**TASK**.
Only the number is needed. Please count the lines below in which the word "above" occurs.

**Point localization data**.
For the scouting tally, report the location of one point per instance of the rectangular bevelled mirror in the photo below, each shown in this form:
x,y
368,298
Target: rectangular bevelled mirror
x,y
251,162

...

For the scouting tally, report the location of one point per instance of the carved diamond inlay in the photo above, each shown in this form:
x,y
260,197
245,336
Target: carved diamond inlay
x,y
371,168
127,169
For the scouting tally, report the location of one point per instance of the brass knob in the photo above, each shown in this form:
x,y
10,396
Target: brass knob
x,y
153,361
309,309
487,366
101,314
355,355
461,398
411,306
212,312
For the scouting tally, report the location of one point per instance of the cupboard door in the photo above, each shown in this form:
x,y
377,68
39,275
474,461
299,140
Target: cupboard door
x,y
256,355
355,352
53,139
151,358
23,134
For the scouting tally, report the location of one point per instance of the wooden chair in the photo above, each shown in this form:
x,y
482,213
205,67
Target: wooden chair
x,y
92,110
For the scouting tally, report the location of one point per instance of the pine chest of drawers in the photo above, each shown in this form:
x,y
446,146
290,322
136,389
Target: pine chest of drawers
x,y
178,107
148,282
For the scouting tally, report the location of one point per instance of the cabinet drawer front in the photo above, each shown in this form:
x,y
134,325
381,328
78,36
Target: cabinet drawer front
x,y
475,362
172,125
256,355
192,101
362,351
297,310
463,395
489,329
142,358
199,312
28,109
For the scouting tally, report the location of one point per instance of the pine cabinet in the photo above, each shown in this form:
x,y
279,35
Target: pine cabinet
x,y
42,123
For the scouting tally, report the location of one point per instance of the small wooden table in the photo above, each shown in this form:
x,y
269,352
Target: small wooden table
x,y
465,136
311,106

**ANSWER BOX**.
8